#### WHAT IS REQUIRED
Filter the rows below and copy each line that contains the string "hair".

#### Coordinate annotation entries
-------------------------
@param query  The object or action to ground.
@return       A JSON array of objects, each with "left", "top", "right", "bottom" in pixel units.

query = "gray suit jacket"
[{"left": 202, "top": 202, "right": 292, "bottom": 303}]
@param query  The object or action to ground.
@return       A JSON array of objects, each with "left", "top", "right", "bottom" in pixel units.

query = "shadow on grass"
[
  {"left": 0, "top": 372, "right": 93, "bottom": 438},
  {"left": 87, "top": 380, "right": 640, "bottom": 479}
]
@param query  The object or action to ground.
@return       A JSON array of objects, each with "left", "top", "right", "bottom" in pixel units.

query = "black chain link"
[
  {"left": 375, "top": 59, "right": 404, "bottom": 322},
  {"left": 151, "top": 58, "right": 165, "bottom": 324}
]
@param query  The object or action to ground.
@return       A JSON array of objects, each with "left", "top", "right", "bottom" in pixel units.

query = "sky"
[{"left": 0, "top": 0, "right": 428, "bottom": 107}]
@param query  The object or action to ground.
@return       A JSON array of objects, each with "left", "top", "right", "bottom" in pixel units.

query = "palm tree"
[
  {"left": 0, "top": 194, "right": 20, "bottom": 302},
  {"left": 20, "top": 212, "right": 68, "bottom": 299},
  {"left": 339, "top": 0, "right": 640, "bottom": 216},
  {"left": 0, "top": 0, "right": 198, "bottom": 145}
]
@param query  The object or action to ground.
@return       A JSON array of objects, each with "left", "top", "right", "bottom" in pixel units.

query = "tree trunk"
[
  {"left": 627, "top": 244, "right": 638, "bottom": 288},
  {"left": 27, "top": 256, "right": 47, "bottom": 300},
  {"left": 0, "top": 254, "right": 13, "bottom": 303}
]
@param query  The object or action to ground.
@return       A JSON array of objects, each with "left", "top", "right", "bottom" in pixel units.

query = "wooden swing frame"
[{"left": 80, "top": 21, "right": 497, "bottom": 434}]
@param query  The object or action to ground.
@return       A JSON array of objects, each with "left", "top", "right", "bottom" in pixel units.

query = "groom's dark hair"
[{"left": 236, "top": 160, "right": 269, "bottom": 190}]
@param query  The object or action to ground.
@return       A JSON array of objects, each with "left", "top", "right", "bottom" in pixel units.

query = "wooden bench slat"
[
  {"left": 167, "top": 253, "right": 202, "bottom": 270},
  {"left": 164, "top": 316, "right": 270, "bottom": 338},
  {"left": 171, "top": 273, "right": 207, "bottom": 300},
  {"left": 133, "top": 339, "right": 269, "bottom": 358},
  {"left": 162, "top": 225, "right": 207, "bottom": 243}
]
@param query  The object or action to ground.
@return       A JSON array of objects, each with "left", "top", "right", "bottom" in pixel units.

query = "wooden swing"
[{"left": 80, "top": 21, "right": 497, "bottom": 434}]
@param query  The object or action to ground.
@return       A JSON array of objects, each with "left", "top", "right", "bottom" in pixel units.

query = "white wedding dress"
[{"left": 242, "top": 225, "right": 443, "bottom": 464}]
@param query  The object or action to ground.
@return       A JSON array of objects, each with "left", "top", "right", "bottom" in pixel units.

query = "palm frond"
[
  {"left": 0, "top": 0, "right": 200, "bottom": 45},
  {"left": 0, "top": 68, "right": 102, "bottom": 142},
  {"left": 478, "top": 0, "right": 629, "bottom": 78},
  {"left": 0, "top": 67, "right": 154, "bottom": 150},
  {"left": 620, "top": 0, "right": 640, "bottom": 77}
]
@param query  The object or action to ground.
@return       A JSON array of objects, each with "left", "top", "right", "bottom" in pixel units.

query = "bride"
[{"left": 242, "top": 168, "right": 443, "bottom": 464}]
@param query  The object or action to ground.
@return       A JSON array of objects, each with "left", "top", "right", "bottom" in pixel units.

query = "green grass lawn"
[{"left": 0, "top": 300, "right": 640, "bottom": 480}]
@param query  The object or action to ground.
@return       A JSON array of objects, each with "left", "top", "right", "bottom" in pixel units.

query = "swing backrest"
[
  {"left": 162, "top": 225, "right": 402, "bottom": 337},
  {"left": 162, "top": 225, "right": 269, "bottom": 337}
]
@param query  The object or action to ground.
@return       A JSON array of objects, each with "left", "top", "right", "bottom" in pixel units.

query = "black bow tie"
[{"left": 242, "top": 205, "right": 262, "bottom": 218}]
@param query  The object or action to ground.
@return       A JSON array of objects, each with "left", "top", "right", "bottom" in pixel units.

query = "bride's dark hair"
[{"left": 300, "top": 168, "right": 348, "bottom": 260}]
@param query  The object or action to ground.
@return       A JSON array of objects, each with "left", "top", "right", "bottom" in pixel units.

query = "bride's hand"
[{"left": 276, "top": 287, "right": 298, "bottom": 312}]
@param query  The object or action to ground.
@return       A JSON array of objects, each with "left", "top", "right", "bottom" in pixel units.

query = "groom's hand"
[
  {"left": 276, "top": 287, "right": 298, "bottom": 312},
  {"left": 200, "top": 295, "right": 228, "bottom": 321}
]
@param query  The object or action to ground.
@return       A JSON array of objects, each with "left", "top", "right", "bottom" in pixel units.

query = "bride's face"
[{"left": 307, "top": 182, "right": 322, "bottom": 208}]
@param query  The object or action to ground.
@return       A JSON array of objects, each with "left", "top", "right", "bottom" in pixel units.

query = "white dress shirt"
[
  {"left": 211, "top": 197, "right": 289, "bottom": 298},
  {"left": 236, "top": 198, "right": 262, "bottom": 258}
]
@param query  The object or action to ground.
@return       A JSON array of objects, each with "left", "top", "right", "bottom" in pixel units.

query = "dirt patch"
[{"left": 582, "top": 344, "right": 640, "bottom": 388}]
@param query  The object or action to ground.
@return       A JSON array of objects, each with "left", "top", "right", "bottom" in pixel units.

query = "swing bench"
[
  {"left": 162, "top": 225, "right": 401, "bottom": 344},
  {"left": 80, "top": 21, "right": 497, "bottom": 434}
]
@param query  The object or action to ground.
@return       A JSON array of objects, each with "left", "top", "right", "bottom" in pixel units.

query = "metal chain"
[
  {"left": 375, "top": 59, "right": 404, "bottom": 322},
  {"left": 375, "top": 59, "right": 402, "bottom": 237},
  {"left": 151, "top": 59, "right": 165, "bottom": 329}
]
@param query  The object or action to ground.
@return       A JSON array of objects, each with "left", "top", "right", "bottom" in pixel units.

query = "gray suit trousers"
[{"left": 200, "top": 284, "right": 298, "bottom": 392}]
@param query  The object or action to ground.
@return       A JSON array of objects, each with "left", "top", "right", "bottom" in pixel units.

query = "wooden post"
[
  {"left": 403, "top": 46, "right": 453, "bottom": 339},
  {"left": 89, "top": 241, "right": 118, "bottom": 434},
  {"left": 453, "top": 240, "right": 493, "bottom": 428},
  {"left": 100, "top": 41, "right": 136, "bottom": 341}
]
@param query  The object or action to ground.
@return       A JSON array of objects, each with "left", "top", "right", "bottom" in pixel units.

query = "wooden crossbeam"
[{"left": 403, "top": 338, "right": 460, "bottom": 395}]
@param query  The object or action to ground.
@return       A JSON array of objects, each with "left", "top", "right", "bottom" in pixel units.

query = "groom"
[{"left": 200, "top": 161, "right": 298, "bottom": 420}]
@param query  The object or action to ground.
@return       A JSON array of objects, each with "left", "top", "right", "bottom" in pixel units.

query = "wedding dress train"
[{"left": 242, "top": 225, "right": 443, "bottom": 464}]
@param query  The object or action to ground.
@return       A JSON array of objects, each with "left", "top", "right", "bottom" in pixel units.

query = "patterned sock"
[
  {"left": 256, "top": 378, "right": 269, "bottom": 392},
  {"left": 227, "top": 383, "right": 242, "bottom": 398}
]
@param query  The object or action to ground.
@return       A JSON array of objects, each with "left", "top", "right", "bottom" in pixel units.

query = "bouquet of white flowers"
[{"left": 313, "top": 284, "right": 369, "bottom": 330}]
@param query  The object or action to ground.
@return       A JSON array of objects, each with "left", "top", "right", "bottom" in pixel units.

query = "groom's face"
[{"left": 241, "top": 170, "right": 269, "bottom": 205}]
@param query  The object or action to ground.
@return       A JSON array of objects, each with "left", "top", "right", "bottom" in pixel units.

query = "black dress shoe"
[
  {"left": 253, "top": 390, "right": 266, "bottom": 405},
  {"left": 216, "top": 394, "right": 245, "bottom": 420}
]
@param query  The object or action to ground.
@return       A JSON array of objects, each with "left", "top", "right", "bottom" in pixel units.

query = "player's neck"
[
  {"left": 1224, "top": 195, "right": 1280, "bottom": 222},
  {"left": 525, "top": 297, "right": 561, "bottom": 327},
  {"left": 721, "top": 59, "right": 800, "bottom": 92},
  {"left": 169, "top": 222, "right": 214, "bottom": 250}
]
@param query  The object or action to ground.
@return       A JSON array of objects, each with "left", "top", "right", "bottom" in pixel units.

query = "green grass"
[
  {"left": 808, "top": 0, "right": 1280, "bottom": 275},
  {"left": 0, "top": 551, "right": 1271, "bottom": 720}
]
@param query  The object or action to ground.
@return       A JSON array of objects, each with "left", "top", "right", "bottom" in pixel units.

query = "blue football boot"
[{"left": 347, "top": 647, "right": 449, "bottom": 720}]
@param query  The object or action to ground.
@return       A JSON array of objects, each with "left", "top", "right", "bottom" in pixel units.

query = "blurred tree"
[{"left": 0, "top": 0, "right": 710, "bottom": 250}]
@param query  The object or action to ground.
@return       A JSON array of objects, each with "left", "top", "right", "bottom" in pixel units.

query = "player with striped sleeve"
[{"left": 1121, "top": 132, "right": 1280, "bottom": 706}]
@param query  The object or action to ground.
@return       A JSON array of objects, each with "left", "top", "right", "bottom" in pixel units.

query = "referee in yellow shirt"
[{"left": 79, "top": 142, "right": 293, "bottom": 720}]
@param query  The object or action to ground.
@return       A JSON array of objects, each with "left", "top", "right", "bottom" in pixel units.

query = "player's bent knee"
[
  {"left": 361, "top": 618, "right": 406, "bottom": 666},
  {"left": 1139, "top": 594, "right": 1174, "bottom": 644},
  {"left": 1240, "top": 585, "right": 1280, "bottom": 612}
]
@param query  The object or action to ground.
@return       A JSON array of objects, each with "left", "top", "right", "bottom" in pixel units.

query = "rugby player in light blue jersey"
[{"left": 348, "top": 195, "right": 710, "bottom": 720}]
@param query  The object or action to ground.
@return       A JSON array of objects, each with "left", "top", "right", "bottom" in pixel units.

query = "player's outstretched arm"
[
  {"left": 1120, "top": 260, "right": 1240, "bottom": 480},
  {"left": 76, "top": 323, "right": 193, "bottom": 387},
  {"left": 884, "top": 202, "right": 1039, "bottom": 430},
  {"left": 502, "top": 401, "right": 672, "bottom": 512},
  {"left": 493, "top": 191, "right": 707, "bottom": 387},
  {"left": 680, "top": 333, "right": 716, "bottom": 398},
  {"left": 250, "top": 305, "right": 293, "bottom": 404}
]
-------------------------
#### FINAL RESULT
query = "groom's dark hair"
query = "bride's dark hair"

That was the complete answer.